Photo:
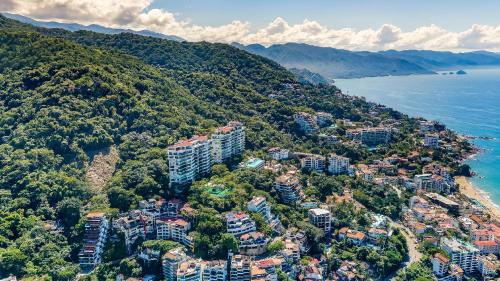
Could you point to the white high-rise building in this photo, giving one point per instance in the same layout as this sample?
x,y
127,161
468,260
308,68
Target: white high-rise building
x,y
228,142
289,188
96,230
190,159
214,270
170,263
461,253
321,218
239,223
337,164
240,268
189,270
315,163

+===+

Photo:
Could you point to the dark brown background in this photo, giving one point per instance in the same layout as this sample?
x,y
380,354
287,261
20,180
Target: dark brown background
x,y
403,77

+===+

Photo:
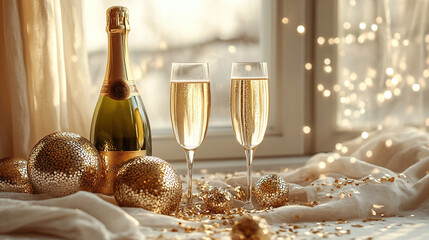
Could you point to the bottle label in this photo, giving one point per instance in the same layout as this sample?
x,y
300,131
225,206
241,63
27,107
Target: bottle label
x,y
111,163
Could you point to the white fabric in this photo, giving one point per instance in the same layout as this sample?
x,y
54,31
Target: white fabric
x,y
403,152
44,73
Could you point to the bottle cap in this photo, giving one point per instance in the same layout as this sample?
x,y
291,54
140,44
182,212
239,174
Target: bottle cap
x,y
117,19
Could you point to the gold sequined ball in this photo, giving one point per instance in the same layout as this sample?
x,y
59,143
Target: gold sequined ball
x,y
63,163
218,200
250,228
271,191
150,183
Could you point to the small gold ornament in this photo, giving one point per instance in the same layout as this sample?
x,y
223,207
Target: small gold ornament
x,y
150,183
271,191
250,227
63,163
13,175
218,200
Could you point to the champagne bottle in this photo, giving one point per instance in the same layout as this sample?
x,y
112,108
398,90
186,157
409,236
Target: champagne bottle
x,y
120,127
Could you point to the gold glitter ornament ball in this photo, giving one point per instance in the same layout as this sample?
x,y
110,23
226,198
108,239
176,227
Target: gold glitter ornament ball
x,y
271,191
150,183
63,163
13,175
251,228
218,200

+===+

* [Written problem]:
Please count the lines in the records above that contain the string "ornament" in exactly that case. Reply with the number only.

* [Answer to this exercise]:
4